-- About this task --
When you reach the line with "Target: golden onion dome" in the data below, begin printing lines exactly, and stop once the line with "Target: cloudy sky" has been printed.

BEGIN Given data

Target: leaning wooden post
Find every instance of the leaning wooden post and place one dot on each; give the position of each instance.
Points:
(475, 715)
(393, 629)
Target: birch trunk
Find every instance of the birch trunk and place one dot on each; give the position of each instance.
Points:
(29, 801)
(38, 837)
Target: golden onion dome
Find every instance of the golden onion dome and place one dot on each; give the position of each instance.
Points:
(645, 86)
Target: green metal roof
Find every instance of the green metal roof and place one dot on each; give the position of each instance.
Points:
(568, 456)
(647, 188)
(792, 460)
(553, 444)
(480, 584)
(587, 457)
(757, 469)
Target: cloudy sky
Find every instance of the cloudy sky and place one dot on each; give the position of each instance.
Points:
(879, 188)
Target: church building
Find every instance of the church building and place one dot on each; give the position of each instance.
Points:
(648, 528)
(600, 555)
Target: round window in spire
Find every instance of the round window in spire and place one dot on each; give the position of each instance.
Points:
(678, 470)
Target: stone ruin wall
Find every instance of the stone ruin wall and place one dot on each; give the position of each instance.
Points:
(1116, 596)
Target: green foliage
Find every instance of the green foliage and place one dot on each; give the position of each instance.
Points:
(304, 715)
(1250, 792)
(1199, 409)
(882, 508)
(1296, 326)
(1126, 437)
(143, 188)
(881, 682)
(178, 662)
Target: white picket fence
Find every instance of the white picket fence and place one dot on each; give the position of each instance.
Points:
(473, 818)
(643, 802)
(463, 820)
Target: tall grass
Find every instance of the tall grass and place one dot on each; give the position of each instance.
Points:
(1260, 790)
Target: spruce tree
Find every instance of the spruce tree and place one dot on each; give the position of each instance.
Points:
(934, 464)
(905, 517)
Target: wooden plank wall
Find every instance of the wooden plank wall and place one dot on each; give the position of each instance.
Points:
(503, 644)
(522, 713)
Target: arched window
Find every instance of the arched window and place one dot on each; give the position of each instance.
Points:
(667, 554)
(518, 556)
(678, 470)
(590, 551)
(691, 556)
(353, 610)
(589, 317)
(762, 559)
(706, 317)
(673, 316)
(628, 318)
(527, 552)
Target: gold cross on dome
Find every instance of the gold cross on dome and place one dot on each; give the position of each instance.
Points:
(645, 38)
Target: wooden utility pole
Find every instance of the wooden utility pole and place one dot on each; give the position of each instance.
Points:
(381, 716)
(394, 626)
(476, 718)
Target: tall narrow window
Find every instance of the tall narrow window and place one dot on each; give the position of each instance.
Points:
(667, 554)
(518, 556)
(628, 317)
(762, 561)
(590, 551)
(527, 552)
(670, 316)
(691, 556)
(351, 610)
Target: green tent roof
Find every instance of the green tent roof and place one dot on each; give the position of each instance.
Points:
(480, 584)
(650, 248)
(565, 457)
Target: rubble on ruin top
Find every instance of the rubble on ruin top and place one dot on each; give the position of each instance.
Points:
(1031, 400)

END Given data

-- Solution to this problem --
Target: golden onion dome
Find every instance of the golden onion dome and place one dot on each; give the position of each instance.
Points:
(645, 86)
Target: green metal roof
Find every instance of the green metal roof and place one dot on each; give the position of each instance.
Points:
(568, 456)
(647, 188)
(792, 460)
(553, 444)
(480, 584)
(587, 457)
(757, 469)
Target: cloudy sky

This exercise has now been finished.